◆ Instructions for the task
These entries are to be set down again exactly.

◆ Data in this exercise
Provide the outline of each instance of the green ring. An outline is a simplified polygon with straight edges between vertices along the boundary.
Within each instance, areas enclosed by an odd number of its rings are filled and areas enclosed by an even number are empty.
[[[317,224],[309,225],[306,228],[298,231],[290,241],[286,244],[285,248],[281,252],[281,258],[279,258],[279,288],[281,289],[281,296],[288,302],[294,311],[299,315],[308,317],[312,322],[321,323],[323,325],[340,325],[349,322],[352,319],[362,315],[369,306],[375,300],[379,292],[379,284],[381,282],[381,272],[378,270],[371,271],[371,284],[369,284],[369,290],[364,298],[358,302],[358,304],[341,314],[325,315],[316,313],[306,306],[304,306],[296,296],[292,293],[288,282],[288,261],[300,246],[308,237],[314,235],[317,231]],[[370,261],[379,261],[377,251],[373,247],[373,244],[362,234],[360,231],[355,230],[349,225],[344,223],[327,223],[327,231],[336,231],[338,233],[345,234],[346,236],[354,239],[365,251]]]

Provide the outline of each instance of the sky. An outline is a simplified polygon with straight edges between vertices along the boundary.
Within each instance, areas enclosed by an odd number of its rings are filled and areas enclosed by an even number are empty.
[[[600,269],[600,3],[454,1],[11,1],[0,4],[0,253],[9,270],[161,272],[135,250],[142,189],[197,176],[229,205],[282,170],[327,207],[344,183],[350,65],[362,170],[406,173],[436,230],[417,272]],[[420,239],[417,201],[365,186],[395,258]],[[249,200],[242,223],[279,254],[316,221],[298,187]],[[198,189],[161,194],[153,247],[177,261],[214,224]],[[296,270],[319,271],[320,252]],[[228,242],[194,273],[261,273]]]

◆ Answer to this exercise
Provide the outline of each instance of the green ring. An outline is a simplified polygon with straight edges between vertices along the boundary.
Within each instance, areas enclosed by an odd number of its rings are filled and areas enclosed by an even number are empty.
[[[317,224],[309,225],[306,228],[298,231],[290,241],[286,244],[285,248],[281,252],[281,258],[279,258],[279,288],[281,289],[281,296],[288,302],[294,311],[299,315],[308,317],[312,322],[321,323],[323,325],[340,325],[349,322],[352,319],[362,315],[369,306],[375,300],[379,292],[379,284],[381,282],[381,272],[378,270],[371,271],[371,284],[369,284],[369,290],[364,298],[358,302],[358,304],[341,314],[325,315],[316,313],[306,306],[304,306],[296,296],[292,293],[288,282],[288,261],[300,246],[308,237],[314,235],[317,231]],[[370,261],[379,261],[377,251],[373,247],[373,244],[362,234],[360,231],[355,230],[349,225],[344,223],[327,223],[327,231],[336,231],[338,233],[345,234],[346,236],[354,239],[365,251]]]

Provide the outline of each instance of the sky. An outline is a simplified polygon with straight edges between vertices along the boundary.
Within each instance, areas enclosed by an odd number of its rings are filled and areas enclosed by an even number are empty.
[[[600,269],[600,3],[454,1],[11,1],[0,4],[0,253],[9,270],[161,272],[135,250],[142,189],[197,176],[229,205],[282,170],[327,207],[344,183],[350,65],[362,170],[406,173],[436,230],[417,272]],[[420,239],[417,201],[365,186],[395,258]],[[249,200],[242,223],[279,254],[316,221],[298,187]],[[198,189],[161,194],[153,247],[177,261],[214,224]],[[296,270],[319,271],[320,252]],[[228,242],[194,273],[261,273]]]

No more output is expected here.